Stored records

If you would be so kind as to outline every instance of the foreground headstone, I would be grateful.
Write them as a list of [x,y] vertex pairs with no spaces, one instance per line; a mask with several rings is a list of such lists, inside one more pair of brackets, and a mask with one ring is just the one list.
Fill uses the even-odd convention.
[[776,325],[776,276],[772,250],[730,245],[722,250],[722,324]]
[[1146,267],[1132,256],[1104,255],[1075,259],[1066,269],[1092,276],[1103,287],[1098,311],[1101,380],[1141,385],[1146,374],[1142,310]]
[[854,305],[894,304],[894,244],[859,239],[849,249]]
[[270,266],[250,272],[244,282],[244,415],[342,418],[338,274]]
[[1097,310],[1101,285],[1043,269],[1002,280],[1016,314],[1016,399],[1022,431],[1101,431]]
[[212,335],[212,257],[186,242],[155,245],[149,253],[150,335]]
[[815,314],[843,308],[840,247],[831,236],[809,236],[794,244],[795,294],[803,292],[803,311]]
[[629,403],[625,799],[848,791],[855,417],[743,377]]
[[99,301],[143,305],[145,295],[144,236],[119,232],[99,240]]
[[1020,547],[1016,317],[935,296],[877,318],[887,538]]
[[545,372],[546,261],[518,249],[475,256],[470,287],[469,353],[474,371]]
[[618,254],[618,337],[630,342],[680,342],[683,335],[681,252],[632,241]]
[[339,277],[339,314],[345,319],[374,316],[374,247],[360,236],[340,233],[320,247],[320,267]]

• [Task goal]
All of the data is to be written out again, word for word.

• [Output for this exercise]
If you would be so kind as to outline every instance of the foreground headstone, I would be grateful.
Write them as a list of [x,y] vertex pairs with no spaces, one instance per line; a mask with several rings is a list of such lists, inside one more pair of brackets, and a mask with one ring is just the one list.
Fill uses the even-odd convention.
[[776,325],[776,276],[772,250],[730,245],[722,250],[722,324]]
[[1146,267],[1132,256],[1104,255],[1075,259],[1066,269],[1092,276],[1103,287],[1098,311],[1101,380],[1141,385],[1146,374],[1142,310]]
[[854,305],[894,304],[894,244],[859,239],[849,249]]
[[270,266],[250,272],[244,282],[244,415],[342,418],[338,274]]
[[1097,310],[1101,285],[1043,269],[1002,280],[1016,314],[1016,399],[1022,431],[1101,431]]
[[212,335],[212,257],[186,242],[155,245],[149,253],[150,335]]
[[815,314],[843,308],[840,247],[831,236],[809,236],[794,244],[795,294],[803,292],[803,311]]
[[629,403],[625,799],[848,791],[855,417],[743,377]]
[[99,301],[143,305],[145,295],[144,236],[119,232],[99,240]]
[[1020,547],[1016,317],[935,296],[877,318],[887,538]]
[[545,372],[546,261],[518,249],[475,256],[470,287],[469,353],[474,371]]
[[618,254],[618,337],[630,342],[680,342],[683,335],[681,252],[632,241]]
[[339,277],[339,314],[345,319],[374,316],[374,247],[360,236],[340,233],[320,247],[320,267]]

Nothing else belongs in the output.